(Stored items)
────────────────────────────────────────

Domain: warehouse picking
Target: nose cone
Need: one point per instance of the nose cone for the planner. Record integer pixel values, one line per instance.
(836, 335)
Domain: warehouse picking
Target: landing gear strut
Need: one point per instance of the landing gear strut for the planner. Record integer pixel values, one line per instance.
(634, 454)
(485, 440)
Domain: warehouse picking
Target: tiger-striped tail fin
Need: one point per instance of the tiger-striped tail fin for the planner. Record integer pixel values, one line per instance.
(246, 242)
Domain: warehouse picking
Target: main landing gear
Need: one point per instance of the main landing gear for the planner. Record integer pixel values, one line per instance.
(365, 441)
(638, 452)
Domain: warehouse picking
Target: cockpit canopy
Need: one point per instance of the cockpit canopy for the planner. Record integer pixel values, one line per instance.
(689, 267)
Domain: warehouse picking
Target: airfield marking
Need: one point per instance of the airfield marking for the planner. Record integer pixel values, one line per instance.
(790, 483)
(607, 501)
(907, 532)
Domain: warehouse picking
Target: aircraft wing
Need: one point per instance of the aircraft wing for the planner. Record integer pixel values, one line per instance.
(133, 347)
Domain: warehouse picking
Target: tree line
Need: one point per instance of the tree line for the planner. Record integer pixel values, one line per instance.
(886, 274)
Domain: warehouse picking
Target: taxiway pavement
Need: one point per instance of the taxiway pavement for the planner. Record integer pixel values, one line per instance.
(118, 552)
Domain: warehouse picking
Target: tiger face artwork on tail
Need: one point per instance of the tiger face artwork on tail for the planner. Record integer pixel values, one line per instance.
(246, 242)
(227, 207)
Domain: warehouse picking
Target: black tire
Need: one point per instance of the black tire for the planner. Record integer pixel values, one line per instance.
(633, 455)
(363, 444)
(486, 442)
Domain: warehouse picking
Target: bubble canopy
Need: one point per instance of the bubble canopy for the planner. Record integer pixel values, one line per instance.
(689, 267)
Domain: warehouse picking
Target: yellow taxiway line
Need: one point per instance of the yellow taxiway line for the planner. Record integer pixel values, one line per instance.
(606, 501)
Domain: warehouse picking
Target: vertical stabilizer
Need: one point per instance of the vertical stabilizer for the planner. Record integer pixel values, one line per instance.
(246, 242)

────────────────────────────────────────

• **What needs to be done**
How many of the lines above contain the string "strut"? Reply with the number alone.

• **Output for this exercise**
2